**Document segment:**
================================

Bindings: Python

RustBCA includes a Python module, libRustBCA, that provides interfaces and helper functions to RustBCA in Python. These functions allow the user to run RustBCA from Python and couple plasma simulation codes directly to RustBCA via Python.

Note: unless otherwise noted, libRustBCA uses the default input options described in the Input Files page; users should review the default options to ensure they are appropriate for their use-case before proceeding.

Installing Python bindings

Note: PyO3 May not build correctly on MacOS. See Issue #143

First, the Python bindings may require the following:

• setuptools_rust, available on pip
• testresources, available on pip
• rustc must be available on your system PATH.
• On Windows machines, you may need to install the Visual Studio C++ Build Tools.

Running the following command in the RustBCA directory: python3 -m pip install .

Will compile RustBCA as a library, construct the Python bindings, and build libRustBCA, which can be immediately imported into any Python terminal or script. An annotated example, test_rustbca.py, is included in the examples folder and elaborated upon in a following section.

Sputtering Yields and Reflection Coefficients

RustBCA includes simple functions for calculating sputtering yields or reflection coefficients. R_N is the particle reflection coefficient (number of reflected particles divided by the number of incident particles) and R_E is the energy reflection coefficient (summed energy of reflected particles divided by summed energy of incident particles).

================================

**Stored records:**
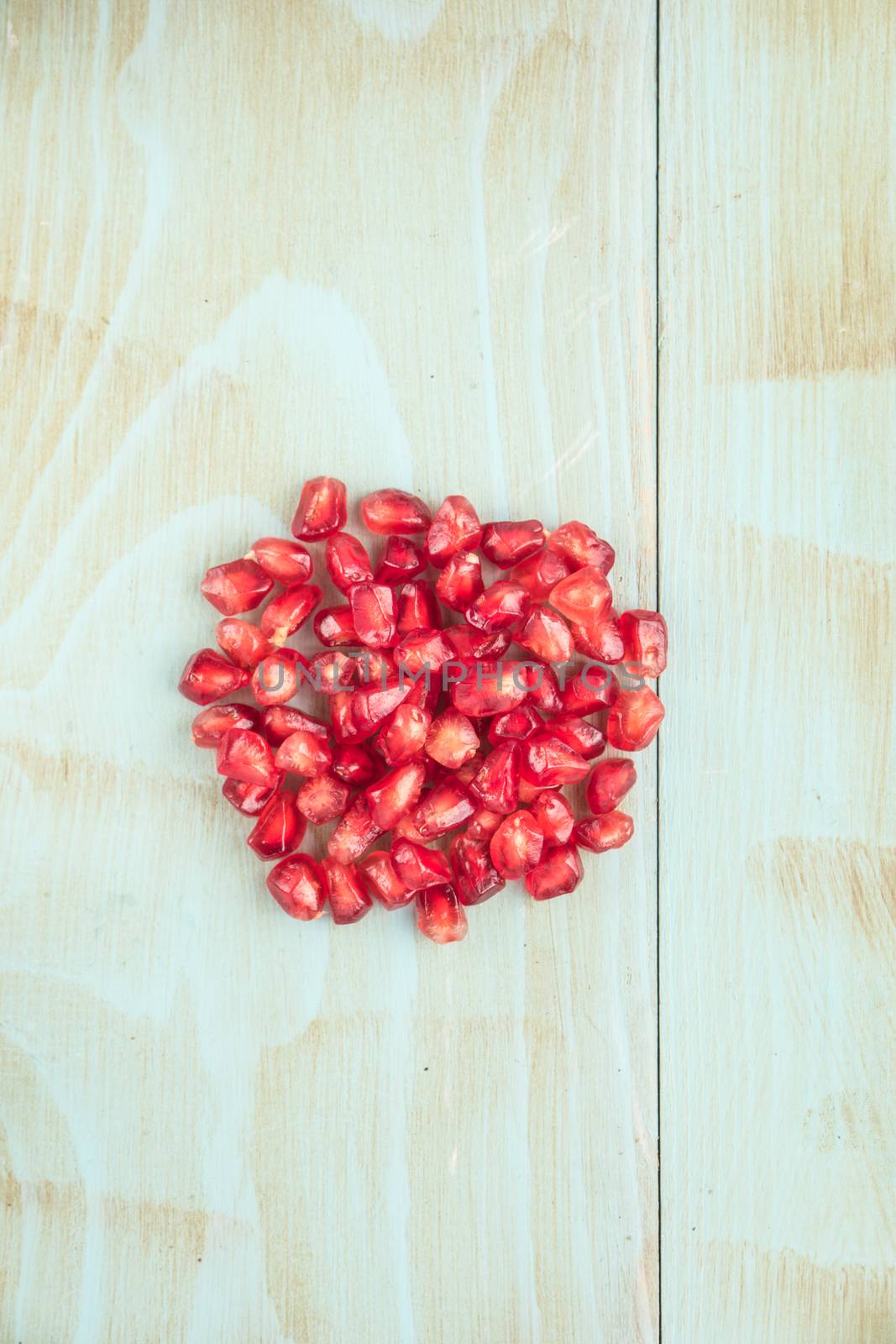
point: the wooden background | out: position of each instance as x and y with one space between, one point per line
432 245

================================

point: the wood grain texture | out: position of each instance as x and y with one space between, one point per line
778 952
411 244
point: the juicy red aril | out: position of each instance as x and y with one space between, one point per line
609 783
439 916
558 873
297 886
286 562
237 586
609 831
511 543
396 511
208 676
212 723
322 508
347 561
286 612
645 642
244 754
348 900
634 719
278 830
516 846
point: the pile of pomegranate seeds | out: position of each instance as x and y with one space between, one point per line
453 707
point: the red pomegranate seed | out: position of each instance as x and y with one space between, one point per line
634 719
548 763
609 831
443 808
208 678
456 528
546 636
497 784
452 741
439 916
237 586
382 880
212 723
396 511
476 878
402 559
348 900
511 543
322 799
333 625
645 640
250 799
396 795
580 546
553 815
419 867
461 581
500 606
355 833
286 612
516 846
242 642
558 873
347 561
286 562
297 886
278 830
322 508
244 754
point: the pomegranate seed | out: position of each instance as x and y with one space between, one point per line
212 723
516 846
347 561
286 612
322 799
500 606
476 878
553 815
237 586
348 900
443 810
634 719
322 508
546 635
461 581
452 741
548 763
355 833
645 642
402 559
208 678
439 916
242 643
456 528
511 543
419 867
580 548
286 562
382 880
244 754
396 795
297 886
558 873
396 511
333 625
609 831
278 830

================================

**Brief:**
Answer these questions using the RustBCA Python bindings page above:
1. On which operating system may PyO3 fail to build correctly?
2. What command, run in the RustBCA directory, installs the Python bindings?
3. How is R_E defined?

**Correct answer:**
1. MacOS.
2. python3 -m pip install .
3. R_E is the energy reflection coefficient: the summed energy of reflected particles divided by the summed energy of incident particles.